- PROMPT 1:
In the email about cautionary pedal marks below, shorten the paragraph that begins "That being said, can you please document your claims?" while keeping its main facts.

On Fri, Jun 26, 2020 at 10:35 AM Valentin Villenave <valentin@villenave.net>
wrote:

> On 6/25/20, Paolo Prete <paolopr976@gmail.com> wrote:
> > The lack of a cautionary pedal on a bracket could be seen as an
> enhancement
> > only in a self-referential context, which doesn't make sense to me. A
> > proper way to proceed is to check what modern professional engravers do
> > with it, and check as a consequence if Lilypond is coherent with them (->
> > common practice)
>
> Greetings Paolo,
> determining whether this issue is a “Defect” or an “Enhancement” is
> largely inconsequential; as Jean said (and we should be thankful to
> him for opening a tracker page on your behalf, by the way), that does
> not imply a different priority.
>
> That being said, can you please document your claims? As a pianist
> myself (and although I did specialize in contemporary music), I can’t
> remember _any_ score where I’ve seen a pedal reminder after a system
> break, off the top of my head. But that’s just me.

- RECORDS TO PROCESS:
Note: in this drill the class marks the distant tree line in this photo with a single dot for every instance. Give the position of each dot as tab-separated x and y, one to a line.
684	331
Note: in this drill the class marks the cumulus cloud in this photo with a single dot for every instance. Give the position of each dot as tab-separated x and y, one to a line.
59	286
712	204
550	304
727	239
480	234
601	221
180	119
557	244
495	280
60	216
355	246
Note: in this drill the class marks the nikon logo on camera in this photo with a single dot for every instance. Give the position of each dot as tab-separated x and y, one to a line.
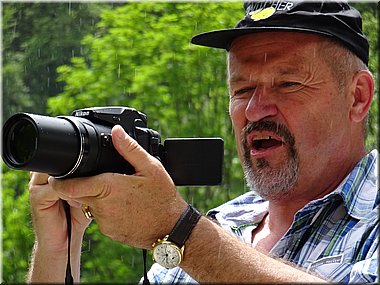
81	113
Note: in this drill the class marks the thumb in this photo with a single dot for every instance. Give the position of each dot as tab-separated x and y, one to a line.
130	149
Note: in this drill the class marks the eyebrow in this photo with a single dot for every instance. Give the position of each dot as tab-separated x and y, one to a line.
281	71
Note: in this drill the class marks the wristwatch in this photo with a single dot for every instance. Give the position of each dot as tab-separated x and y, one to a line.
168	252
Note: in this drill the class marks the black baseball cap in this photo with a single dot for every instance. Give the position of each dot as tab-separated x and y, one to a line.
335	19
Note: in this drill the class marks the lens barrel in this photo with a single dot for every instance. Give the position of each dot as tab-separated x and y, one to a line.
40	143
63	147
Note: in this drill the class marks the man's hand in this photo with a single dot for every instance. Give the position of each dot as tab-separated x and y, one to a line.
134	209
49	216
49	219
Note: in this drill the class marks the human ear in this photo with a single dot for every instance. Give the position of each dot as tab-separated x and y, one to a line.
362	93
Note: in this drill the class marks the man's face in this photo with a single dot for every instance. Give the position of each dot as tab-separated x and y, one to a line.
290	119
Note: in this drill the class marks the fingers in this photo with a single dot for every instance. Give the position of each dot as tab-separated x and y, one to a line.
132	152
79	189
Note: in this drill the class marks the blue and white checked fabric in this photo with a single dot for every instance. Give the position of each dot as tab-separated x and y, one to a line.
336	237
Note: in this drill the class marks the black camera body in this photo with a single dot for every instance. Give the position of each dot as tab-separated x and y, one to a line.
81	145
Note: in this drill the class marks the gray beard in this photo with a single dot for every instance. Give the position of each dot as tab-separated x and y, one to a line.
268	182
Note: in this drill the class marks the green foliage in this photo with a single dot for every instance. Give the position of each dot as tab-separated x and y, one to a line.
39	37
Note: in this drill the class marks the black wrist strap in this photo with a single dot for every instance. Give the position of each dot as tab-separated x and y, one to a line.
69	278
184	226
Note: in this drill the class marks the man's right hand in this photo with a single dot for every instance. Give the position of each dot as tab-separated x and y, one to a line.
50	224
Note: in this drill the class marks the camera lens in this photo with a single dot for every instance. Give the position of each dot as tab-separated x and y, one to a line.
23	141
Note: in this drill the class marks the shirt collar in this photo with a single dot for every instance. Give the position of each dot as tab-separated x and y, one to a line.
360	189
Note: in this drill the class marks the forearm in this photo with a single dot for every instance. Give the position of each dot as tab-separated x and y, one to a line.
50	267
214	256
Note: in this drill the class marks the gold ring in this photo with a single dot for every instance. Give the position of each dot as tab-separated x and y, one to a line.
87	212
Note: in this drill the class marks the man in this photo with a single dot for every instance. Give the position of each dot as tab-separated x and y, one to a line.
300	91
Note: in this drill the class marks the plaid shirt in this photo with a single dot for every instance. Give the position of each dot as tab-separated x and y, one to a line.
336	237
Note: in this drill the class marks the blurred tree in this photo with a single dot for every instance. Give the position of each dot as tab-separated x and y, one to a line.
39	37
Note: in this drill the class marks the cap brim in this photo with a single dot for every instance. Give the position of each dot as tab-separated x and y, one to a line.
223	38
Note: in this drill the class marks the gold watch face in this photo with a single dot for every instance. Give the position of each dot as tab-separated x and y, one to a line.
167	254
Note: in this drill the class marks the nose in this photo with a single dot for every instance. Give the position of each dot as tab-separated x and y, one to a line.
261	105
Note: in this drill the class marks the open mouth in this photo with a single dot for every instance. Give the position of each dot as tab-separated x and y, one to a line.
265	142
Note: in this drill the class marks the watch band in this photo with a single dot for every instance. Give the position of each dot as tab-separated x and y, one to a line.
184	226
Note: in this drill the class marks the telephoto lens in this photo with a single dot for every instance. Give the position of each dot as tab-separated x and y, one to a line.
63	147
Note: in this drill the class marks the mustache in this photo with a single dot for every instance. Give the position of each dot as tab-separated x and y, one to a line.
277	128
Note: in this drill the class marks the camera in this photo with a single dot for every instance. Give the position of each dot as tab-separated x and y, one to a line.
81	145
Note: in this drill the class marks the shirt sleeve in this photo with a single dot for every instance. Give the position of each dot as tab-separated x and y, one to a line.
366	271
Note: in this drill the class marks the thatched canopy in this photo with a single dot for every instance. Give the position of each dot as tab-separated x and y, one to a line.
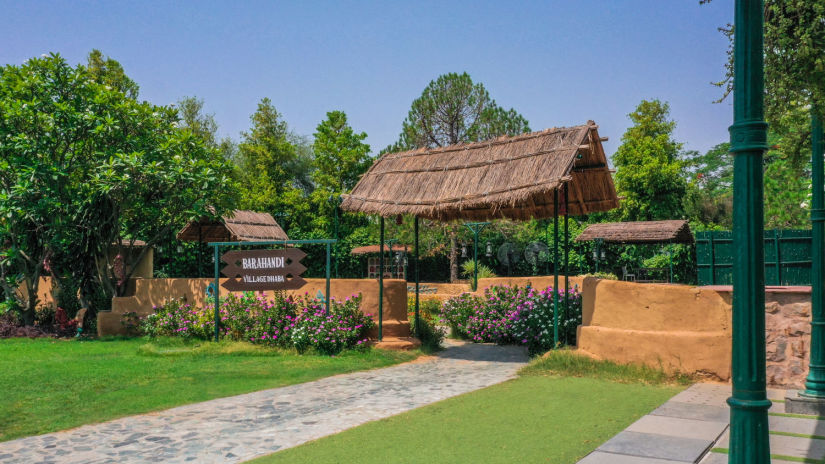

- PROMPT 2:
Report every line of the records above that contains the string "face", copying each line in full. Case counts.

- EXPECTED OUTPUT 1:
Valentin asks Paolo to back up his claims. As a pianist who specialized in contemporary music, Valentin cannot recall any score with a pedal reminder after a system break, though this is only a personal recollection.

- EXPECTED OUTPUT 2:
Note: in this drill the class marks the man's face in this photo with a single dot for every instance. Give the position of each dot as tab-separated x and y, one to a line.
Note: in this drill the class marks the gold watch face in this photo with a single dot for every instance. Give the position of each dot as tab-separated x and y, one to a line.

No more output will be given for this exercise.